Task to carry out: Echo the uranium index commentary word for word, everything from "Ouch! One can" down to "moving the markets.".

Excerpted passage:
==========

Merv’s Daily Uranium Index
Note that the volume is an average volume of round lot sales for the 50 component stocks. For total volume, multiply by 5000.
Ouch! One can see it coming but one still wishes it would never get here, but here it is. Now comes the question, is this the start of something major or only a short correction? The other question would be, is it only sentiment with the major market plunge or is it moving on its own accord?
I have no clue what is happening in the corporate world so have no idea if there is anything fundamental behind today’s move. In all likelihood we will know what drove today’s uranium stocks sometimes in weeks ahead, but that is no help for speculators today. I would caution you that any KNOWLEDGE as to why the markets dropped today will most likely be shown to be in error at a later time (when all would have forgotten the knowledge of today). Just follow the money, and the money is what is moving the markets.
The Merv’s Daily Uranium Index closed lower by 12.29 points or 4.47% (the average stock lost 6.4%). I don’t recall a loss this high since the plunge to the final bottom in Oct of 2008. Unfortunately, we are not in a similar situation as then. At that time we were at the end of a major bear market. Today may be only the start of a bear move. We’ll only know in later time. There were NO WINNERS today. ALL 50 component stocks in the Index were losers. That situation I don’t ever recall. Cameco lost 3.3%, Denison lost 9.6%, Extract lost 1.6%, Paladin lost 4.2% and Uranium One lost 1.8%. As mentioned, there were no winners today. The worst loser was Pitchstone with a loss of 16.4%. Market Vectors Uranium-Nuclear Energy ETF lost 4.0% and Global X Uranium ETF lost 5.5%.

==========

Data extracts:
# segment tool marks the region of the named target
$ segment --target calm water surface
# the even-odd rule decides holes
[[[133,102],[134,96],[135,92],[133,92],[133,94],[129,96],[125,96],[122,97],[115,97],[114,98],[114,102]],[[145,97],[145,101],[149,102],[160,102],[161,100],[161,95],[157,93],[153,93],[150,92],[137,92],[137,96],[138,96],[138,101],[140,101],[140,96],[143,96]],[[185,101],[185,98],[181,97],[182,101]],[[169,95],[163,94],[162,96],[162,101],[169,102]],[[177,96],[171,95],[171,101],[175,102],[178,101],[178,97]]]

==========

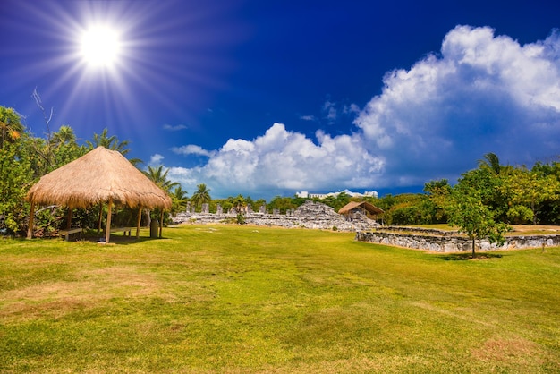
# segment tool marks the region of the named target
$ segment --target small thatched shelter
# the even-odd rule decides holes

==========

Answer section:
Ouch! One can see it coming but one still wishes it would never get here, but here it is. Now comes the question, is this the start of something major or only a short correction? The other question would be, is it only sentiment with the major market plunge or is it moving on its own accord?
I have no clue what is happening in the corporate world so have no idea if there is anything fundamental behind today’s move. In all likelihood we will know what drove today’s uranium stocks sometimes in weeks ahead, but that is no help for speculators today. I would caution you that any KNOWLEDGE as to why the markets dropped today will most likely be shown to be in error at a later time (when all would have forgotten the knowledge of today). Just follow the money, and the money is what is moving the markets.